Integrating Google Cloud Vision
|Description||Integrating Google Cloud Vision into Pega using native Data Pages, Connect-REST, and declarative properties|
|Version as of||8.x|
|Capability/Industry Area||Data Integration|
Google Cloud Vision
What if Pega was able to interpret images and take appropriate action? Google Cloud Vision (GCV) is a powerful API that integrates perfectly with our platform and dramatically enhances its capabilities with computer vision. If you're new to the party, computer vision (CV) can be defined as "an interdisciplinary scientific field that deals with how computers can be made to gain high-level understanding from digital images or videos" (Wikipedia). But instead of training your own model, GCV comes with pre-trained models that offer a wide variety of features.
Use case examples
Here are some examples where GCV can help:
- Face detection: locate faces along with likely expressions such as joy or anger
- Landmarks: detect names and geo coordinates for certain landmarks
- Logos: locate individual logos
- Labels: provide a generalized description of what is shown in the image
- Text detection and document text detect: detect text via optical character recognition (OCR) in a hierarchy (pages, blocks, paragraphs, words) and language
- Objects: detect individual objects in an image
Before you begin
You will need an account for Google Cloud Services. While the first 1,000 calls per month are free, you are required to setup at least one active payment method. Prices are in the range of $1.50 per feature per 1,000 requests. One example taken from Google's Pricing page - 5,000 images with a single feature would cost you about $6 per month. After that you need to create a new project and enable the Google Cloud Vision API. Finally, note that all requests need to be authenticated, so you will either need an API key or create an OAuth token. This guide uses the former.

== Actions to take ==
1. How would you render this sentence from the Google Cloud Vision guide in French: "Finally, note that all requests need to be authenticated, so you will either need an API key or create an OAuth token."?
2. Can you write the next part of the Google Cloud Vision guide, picking up after its final sentence?

== Given records ==
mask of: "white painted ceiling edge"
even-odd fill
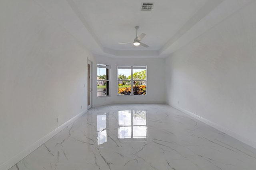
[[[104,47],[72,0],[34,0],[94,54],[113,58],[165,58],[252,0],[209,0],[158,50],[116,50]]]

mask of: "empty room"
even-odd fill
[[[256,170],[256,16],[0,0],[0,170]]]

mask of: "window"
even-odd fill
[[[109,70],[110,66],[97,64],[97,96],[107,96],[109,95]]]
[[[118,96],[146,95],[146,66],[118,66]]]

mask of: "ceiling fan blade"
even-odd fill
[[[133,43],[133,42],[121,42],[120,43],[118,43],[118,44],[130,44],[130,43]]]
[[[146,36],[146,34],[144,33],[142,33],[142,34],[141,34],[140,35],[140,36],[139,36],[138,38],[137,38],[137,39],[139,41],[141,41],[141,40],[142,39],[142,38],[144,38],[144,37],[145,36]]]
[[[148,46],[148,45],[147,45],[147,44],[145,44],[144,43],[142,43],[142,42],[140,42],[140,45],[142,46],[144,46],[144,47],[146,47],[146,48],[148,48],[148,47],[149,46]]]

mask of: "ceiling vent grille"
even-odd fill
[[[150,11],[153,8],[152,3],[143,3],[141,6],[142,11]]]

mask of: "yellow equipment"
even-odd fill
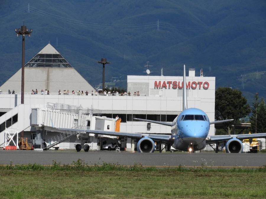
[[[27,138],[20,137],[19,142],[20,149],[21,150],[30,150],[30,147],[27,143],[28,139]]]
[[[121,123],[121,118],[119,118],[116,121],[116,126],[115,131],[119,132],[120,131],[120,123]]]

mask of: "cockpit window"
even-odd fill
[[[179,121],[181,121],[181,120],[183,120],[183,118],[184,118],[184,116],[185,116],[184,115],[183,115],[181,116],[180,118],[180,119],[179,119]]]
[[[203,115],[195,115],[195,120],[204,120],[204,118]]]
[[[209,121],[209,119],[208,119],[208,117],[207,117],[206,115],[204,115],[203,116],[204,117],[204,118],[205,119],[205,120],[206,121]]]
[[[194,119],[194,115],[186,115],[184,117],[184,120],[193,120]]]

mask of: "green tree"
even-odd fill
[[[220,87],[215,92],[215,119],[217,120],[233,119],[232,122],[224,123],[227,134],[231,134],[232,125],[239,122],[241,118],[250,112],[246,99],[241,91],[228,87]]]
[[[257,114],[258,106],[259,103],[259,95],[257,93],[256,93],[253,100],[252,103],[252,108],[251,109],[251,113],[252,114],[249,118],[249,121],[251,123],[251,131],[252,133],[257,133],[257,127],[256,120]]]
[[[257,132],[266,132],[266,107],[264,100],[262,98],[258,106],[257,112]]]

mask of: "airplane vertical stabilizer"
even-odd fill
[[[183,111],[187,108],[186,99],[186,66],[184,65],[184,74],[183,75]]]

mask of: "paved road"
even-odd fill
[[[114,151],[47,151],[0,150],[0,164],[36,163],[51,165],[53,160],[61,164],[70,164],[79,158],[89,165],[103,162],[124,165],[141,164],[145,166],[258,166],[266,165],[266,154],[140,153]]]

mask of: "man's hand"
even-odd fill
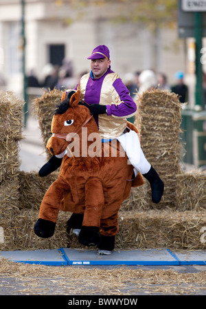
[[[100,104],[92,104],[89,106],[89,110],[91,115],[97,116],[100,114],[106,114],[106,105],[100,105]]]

...

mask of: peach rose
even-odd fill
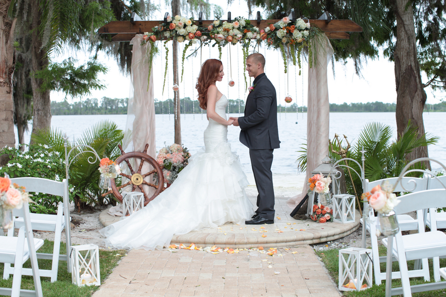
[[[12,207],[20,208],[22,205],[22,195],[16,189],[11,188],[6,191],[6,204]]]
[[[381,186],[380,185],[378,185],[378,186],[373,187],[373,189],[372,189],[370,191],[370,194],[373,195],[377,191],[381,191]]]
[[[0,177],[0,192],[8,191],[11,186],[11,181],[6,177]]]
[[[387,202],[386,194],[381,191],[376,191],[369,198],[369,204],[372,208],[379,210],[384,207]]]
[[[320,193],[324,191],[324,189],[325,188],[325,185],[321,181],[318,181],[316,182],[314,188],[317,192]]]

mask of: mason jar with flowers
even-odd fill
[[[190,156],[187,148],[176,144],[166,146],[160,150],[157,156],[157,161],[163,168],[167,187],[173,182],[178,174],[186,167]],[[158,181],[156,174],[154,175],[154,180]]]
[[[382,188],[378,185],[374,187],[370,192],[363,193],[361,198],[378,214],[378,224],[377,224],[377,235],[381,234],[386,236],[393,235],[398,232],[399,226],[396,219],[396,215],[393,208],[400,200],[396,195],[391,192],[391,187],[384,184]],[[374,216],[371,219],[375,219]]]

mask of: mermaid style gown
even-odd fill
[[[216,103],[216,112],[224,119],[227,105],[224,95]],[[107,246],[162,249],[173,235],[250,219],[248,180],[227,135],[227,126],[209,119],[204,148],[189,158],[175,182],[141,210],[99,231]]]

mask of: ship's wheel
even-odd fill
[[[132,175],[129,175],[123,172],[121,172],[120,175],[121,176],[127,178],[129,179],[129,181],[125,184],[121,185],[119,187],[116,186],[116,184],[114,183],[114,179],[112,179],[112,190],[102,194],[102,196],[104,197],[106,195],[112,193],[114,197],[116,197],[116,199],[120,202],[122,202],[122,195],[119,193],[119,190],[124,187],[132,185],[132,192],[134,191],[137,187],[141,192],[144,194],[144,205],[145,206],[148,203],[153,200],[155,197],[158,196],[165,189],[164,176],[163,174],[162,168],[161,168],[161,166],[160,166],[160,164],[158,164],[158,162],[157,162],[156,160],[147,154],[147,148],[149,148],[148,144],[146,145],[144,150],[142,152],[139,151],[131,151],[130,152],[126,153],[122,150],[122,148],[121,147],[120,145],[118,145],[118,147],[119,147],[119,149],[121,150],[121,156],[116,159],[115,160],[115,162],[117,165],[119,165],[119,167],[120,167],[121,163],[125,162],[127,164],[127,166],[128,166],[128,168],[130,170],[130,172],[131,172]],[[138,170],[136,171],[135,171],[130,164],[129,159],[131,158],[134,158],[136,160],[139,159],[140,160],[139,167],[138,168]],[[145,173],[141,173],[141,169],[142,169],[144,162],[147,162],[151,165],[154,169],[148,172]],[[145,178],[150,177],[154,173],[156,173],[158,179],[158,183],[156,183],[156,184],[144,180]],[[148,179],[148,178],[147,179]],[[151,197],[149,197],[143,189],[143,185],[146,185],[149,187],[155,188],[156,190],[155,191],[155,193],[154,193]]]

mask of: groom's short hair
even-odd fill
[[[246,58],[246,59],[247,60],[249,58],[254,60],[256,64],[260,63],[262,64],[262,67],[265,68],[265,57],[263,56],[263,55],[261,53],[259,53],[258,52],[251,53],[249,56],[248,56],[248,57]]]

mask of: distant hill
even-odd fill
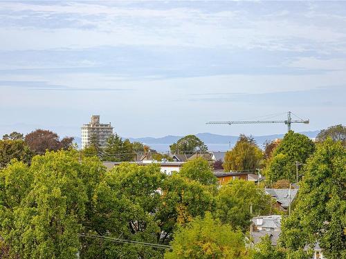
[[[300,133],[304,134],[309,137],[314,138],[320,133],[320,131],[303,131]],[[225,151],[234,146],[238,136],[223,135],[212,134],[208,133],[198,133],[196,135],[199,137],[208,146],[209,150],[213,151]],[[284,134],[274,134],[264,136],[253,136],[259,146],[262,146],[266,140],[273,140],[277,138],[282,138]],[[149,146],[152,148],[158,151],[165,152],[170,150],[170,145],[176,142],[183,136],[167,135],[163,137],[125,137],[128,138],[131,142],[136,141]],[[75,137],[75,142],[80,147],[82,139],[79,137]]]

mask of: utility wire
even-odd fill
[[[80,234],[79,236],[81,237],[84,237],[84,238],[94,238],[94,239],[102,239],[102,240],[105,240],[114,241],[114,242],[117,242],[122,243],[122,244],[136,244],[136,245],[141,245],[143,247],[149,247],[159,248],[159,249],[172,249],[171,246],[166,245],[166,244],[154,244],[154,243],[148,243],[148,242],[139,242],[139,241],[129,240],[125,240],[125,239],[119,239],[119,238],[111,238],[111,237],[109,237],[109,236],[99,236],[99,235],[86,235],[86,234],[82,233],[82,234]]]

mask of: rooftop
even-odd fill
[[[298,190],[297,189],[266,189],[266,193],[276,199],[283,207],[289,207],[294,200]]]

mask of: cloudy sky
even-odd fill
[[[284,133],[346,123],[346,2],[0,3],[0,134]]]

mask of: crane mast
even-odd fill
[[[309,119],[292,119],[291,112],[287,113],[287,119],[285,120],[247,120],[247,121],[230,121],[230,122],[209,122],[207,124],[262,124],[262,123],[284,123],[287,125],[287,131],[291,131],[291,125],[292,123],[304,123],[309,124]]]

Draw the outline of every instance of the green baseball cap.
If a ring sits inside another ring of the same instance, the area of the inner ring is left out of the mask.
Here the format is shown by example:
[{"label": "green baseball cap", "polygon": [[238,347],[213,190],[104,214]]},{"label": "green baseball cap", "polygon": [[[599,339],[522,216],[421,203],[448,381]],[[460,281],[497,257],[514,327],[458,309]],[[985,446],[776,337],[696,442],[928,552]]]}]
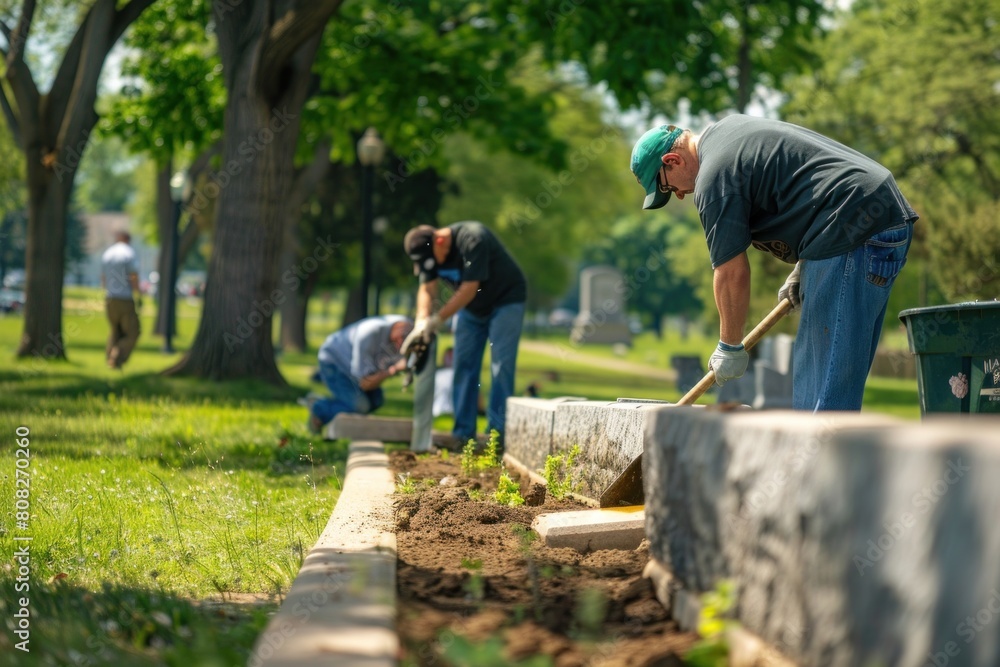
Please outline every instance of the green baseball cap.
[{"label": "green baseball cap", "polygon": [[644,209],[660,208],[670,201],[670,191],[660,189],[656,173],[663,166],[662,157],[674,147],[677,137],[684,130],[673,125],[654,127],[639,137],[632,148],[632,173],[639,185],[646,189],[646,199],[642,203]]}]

== Answers to the exercises ==
1. Enfin, notez que toutes les requêtes doivent être authentifiées : il vous faudra donc soit une clé API, soit créer un jeton OAuth.

2.
Here are some more useful links and tools to help you get started:
- Postman is a cross-platform app allowing you to test REST APIs. You can use this to create and verify requests and the associated JSON payloads.
- Make a Vision API request shows you how request and response JSONs will look like as well as the appropriate endpoints, and how to enable different features.
- Try it! is useful if you just want to test what the API can do for your image. You can use this in addition to your demo to show features that you didn't cover, plus the way polygons are shown around detected objects or faces are quite useful as well.
Process/Steps to achieve objective
Using the Wizard
Pega works declaratively. This means no manual calls of the web service in an activity, no Connect-REST - just a data page that is referenced in a case. As soon as this page is needed, Pega will automatically issue the request. Since App Studios wizard can't work with a JSON payload yet (as of 8.3), you would need to use Dev Studio. As you provide the following URL, Pega automatically exposes the only query string parameter (your API key - do not share this with anyone). Also, make sure to create the Content-Type header which we will later on set to application/json:
The next step is straight-forward. GCV supports POST only, so check this method:
In the data model step, select Add a REST response and provide the following:
- Your API key
- Content-Type should be application/json
- Paste the sample request below (JSON)
- Click Run.
The result should look like the following screenshot. Select Submit and Next.
On the final screen, just accept defaults and select Create. Pega will then automatically create the data type, data page, and the appropriate request and response data transforms for you (and plenty of other records).
While Pega preparing almost everything for us, there is one thing you should change. By default, GCV takes a base64 encoded image, essentially transforming a binary file into text. Said text is then embedded in the request JSON.
Since you're likely to send a different image to GCV each time, this should become a parameter. In Dev Studio, head over to your Data types and open the data page just created by the wizard (you may need to select your data type to show up first):
Then, add a parameter named imageBase64. While you're at it, make both parameters required; if you want, you can also hard-code your API key here which is handy for demos.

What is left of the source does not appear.